Popüler Sporlar
TÜM SPORLAR
Tümünü göster

Shane Larkin: Obsesif MVP

Eurosport Türkiye

Güncellendi 24/06/2019 - 14:24 GMT+3

Tahincioğlu Basketbol Süper Ligi’nde mutlu sona ulaşan ekip Anadolu Efes oldu. Kıran kırana geçen seride Fenerbahçe Beko’yu yedinci maçta mağlup eden ve seriyi 4-3 kazanan Efes, on yıllık aranın ardından ipi göğüslemeyi başardı. Bu başarıda ise başrol kuşkusuz Shane Larkin’e ait. Ama o, başrol olmak için zorlu dönemlerden geçti…

Shane Larkin, #0 of Anadolu Efes Istanbul and Ergin Ataman, Head Coach celebrates during 2019 Turkish Airlines EuroLeague Final Four Semifinal

Görsel kaynağı: Getty Images

38 sayı, 4 asist ve 3 ribaund. Bu rakamlar, geçtiğimiz gece Fenerbahçe Beko ile oynanan final serisinin yedinci maçında yıldızlaşan Shane Larkin’e ait. Normal sezon boyunca hem Euroleague hem de lig performanslarıyla büyüleyen Larkin, şanına yaraşır bir kapanışa imza attı. Ancak bu başarının ardında sıkıntılı bir süreç var; hem de çok sıkıntılı bir süreç…
Sekiz yaşındayken bir gün evde oturan Larkin, ‘’Groundhog Day’’ adlı filmi izlemektedir. Filmin ardından günlük rutin haline getirdiği basketbol maçlarının özetlerini izlemeye başlar. Ancak o gün, diğer günlerden biraz daha farklı bir sonla bitecektir. Larkin, televizyonda yıldız NBA oyuncusu Ray Allen’ın sekiz tane üçlük attığı bir maçı izler ve bu sekiz rakamı, o andan itibaren beynine kazınır. Lavaboya her gidişinde ellerini sekiz kez yıkaması gerektiğini düşünmeye başlar ve öyle de yapar. İleride hastalığa dönüşecek olan bu takıntısı Shane Larkin’ın hayatını kabusa çevirmeye başlamıştır. Shane, bir şeye en ufak bir temasta bile ellerini sekiz kez yıkaması nedeniyle günün sonunda kanlı ellerinin acısıyla uğraşır.

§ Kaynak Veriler
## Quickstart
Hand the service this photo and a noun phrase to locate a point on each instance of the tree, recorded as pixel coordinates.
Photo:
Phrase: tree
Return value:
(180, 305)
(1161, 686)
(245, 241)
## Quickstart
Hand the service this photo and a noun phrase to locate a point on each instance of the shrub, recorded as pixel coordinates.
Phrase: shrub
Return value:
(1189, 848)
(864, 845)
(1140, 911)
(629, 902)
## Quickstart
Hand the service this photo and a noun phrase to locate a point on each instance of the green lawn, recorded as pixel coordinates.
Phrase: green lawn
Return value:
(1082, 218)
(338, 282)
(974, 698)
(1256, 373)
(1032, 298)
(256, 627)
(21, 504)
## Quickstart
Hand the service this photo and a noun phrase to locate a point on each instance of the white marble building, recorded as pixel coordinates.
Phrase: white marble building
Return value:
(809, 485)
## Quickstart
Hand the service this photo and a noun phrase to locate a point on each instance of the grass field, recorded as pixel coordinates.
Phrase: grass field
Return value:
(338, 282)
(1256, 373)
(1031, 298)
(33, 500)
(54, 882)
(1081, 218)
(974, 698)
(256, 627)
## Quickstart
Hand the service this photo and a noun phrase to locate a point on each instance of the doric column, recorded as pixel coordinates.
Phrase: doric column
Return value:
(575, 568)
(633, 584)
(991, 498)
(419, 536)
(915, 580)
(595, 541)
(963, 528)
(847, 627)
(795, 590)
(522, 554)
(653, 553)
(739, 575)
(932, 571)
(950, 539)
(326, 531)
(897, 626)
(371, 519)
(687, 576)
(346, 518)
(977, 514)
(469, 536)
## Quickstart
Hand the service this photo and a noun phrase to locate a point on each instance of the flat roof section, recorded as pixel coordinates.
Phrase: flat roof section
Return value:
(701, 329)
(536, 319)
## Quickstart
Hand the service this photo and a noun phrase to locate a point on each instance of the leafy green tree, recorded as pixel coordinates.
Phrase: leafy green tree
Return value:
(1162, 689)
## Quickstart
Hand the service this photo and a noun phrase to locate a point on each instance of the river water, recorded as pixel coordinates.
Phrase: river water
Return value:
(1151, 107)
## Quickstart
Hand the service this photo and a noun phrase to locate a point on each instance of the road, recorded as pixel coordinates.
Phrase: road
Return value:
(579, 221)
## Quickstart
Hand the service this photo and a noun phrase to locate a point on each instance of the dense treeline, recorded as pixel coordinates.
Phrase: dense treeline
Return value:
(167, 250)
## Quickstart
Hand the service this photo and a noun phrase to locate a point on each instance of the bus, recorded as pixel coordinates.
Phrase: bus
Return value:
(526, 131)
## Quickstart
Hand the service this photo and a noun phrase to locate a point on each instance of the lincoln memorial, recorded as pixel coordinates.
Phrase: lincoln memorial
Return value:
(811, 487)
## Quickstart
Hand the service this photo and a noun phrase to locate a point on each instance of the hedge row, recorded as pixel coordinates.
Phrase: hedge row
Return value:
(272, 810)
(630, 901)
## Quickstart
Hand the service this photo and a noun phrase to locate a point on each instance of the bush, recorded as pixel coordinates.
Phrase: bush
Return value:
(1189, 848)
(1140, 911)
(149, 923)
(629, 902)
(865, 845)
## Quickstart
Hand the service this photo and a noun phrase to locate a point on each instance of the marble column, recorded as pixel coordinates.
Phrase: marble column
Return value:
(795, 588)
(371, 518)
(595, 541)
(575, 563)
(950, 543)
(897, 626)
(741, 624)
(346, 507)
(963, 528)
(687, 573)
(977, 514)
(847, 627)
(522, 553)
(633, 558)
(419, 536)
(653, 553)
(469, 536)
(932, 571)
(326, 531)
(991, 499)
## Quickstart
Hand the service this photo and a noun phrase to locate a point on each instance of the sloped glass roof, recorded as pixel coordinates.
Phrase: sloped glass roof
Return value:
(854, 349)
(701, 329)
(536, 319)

§ Görevin Amacı
Okuma metnine göre Shane Larkin'in Fenerbahçe Beko ile oynanan final serisinin yedinci maçındaki istatistiklerini rakamlarıyla birlikte sıralayınız.

§ Alıştırma Sonucu
- 38 sayı
- 4 asist
- 3 ribaund